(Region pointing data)
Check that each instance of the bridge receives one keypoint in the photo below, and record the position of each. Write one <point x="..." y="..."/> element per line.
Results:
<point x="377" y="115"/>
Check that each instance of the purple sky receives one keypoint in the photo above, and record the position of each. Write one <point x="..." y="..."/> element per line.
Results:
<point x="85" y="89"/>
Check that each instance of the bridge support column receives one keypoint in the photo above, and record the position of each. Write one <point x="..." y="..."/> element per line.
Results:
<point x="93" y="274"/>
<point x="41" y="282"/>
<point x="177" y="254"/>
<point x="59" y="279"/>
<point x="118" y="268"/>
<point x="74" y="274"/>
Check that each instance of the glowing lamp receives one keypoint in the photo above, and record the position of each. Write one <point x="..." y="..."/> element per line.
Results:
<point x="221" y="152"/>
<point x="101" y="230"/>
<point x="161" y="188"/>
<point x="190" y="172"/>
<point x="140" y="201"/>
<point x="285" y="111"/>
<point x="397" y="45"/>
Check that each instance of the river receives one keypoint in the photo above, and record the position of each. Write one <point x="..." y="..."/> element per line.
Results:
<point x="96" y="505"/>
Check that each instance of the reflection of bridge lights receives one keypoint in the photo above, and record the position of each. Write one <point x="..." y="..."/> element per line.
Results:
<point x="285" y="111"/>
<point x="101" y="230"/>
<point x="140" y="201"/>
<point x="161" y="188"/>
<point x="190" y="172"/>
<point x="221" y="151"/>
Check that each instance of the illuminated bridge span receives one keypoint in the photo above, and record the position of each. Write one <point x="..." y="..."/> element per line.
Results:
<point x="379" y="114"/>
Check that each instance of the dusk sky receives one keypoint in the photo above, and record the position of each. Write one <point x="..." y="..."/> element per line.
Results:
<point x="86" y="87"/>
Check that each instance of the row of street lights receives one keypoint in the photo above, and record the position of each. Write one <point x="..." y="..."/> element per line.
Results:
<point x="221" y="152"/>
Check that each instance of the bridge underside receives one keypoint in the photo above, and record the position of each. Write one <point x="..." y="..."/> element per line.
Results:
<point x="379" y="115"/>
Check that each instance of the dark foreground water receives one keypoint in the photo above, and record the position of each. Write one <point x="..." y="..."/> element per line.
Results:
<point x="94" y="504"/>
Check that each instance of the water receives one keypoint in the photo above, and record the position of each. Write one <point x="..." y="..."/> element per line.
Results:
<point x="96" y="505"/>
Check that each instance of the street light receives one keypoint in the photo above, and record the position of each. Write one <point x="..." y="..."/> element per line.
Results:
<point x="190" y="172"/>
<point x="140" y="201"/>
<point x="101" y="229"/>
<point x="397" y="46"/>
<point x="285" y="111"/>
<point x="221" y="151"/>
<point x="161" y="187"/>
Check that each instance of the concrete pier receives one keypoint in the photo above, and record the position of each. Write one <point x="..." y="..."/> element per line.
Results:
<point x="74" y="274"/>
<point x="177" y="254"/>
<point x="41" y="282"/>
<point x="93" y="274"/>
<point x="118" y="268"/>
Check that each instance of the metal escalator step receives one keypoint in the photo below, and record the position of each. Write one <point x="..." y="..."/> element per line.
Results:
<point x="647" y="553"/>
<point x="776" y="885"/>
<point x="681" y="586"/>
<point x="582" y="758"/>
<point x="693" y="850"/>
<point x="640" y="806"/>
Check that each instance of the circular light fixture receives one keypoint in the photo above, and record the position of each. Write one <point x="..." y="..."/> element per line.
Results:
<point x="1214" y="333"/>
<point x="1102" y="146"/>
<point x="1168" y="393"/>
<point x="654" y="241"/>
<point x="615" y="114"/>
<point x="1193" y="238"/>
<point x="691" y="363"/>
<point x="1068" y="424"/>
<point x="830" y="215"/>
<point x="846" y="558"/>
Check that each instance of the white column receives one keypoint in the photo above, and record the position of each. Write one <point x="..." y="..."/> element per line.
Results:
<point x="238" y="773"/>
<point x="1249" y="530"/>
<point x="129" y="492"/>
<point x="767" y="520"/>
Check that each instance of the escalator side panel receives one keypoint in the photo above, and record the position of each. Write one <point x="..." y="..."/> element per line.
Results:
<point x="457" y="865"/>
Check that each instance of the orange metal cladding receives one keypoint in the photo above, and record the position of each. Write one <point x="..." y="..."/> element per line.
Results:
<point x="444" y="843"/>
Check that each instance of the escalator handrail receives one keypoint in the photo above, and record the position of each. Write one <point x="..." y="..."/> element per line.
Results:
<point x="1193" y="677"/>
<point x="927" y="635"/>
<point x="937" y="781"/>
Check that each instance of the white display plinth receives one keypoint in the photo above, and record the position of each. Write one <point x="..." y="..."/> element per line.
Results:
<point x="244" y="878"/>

- **EXERCISE DESCRIPTION**: The lines above should be duplicated exactly.

- **REPLY**:
Check that each instance of the bridge receives one keypoint in the photo below, and record the position of each. Write one <point x="..." y="..."/> element per line.
Results:
<point x="377" y="115"/>
Check that each instance of the purple sky receives one keypoint in the photo above, and record the position of each. Write one <point x="..." y="..."/> element per line.
Results:
<point x="85" y="89"/>
Check that each instance of the bridge support column receives one keypoint in the photo above, and record the position of each. Write one <point x="..." y="..."/> element per line.
Results:
<point x="93" y="274"/>
<point x="41" y="282"/>
<point x="177" y="254"/>
<point x="59" y="279"/>
<point x="118" y="268"/>
<point x="74" y="274"/>
Check that each instance of the glowing lamp receives one keypoint in the photo above, and record the position of each. Write one <point x="..." y="..."/> element per line.
Results:
<point x="221" y="152"/>
<point x="101" y="230"/>
<point x="161" y="188"/>
<point x="190" y="172"/>
<point x="140" y="201"/>
<point x="285" y="111"/>
<point x="397" y="45"/>
Check that each instance of the river receives one keypoint in the photo above, and record the position of each. Write one <point x="..." y="..."/> element per line.
Results:
<point x="96" y="505"/>
Check that each instance of the reflection of bridge lights receives one keypoint in the photo above, and record the position of each. Write one <point x="..." y="..."/> element per line.
Results:
<point x="285" y="111"/>
<point x="101" y="230"/>
<point x="140" y="201"/>
<point x="161" y="188"/>
<point x="190" y="172"/>
<point x="221" y="151"/>
Check that each instance of the illuminated bridge span receives one keypoint in the photo above, and record the position of each. Write one <point x="..." y="..."/> element per line.
Results:
<point x="379" y="114"/>
Check that each instance of the dusk sky receives one keypoint in the photo above, and record the position of each. Write one <point x="..." y="..."/> element per line.
Results:
<point x="86" y="87"/>
Check that each instance of the row of street lights receives one keypoint in the photo above, and record the position of each. Write one <point x="..." y="..."/> element per line.
Results:
<point x="221" y="152"/>
Check that each instance of the bridge underside receives one keypoint in the photo above, and record the position of each. Write one <point x="..." y="..."/> element per line.
Results:
<point x="379" y="115"/>
Check that each instance of the dark foreground water receives one keypoint in the photo above, and record the position of each. Write one <point x="..." y="..."/> element per line.
Results:
<point x="94" y="504"/>
Check that each instance of the water receives one keypoint in the photo above, and record the position of each. Write one <point x="..." y="..."/> element per line.
Results:
<point x="96" y="505"/>
Check that each instance of the street light receives one keypoint in the photo above, and record the position of each. Write one <point x="..." y="..."/> element per line.
Results:
<point x="190" y="172"/>
<point x="140" y="201"/>
<point x="101" y="229"/>
<point x="397" y="46"/>
<point x="285" y="111"/>
<point x="221" y="151"/>
<point x="161" y="187"/>
Check that each instance of the concrete pier receives one keypoint in the photo above, and record the position of each. Write one <point x="..." y="..."/> element per line.
Results:
<point x="74" y="274"/>
<point x="177" y="254"/>
<point x="41" y="282"/>
<point x="93" y="274"/>
<point x="118" y="268"/>
Check that each instance of the metal escalator step receives one keypoint in the photo below, and record the position of each. Write one <point x="..." y="..."/> element per line.
Results:
<point x="647" y="553"/>
<point x="776" y="885"/>
<point x="681" y="586"/>
<point x="582" y="758"/>
<point x="693" y="850"/>
<point x="640" y="806"/>
Check that each instance of the circular light fixture receives one keypoint in the photo above, and record the position of each. Write one <point x="..." y="..."/> element per line.
Results:
<point x="1214" y="333"/>
<point x="1102" y="146"/>
<point x="1168" y="393"/>
<point x="654" y="241"/>
<point x="615" y="114"/>
<point x="1193" y="238"/>
<point x="691" y="363"/>
<point x="1068" y="424"/>
<point x="830" y="215"/>
<point x="846" y="558"/>
Check that each instance of the white column receives one keypoint in the photo above, and record the position of each. Write one <point x="..." y="..."/> element per line.
Results:
<point x="238" y="773"/>
<point x="1249" y="530"/>
<point x="129" y="492"/>
<point x="767" y="520"/>
Check that each instance of the escalator side panel receives one keypoint in the photo above, and record the position of each. Write one <point x="..." y="..."/> element per line.
Results:
<point x="457" y="865"/>
Check that each instance of the orange metal cladding receives one keypoint in the photo above, and record the position of each. Write one <point x="..." y="..."/> element per line.
Results:
<point x="444" y="843"/>
Check that each instance of the escalator handrail receives one keypoint in the photo above, and record the position of each. Write one <point x="..." y="..."/> element per line.
Results:
<point x="1193" y="677"/>
<point x="927" y="635"/>
<point x="937" y="781"/>
Check that each instance of the white display plinth receives one keypoint in the photo above, and record the position of each. Write one <point x="..." y="..."/> element per line.
Results:
<point x="244" y="878"/>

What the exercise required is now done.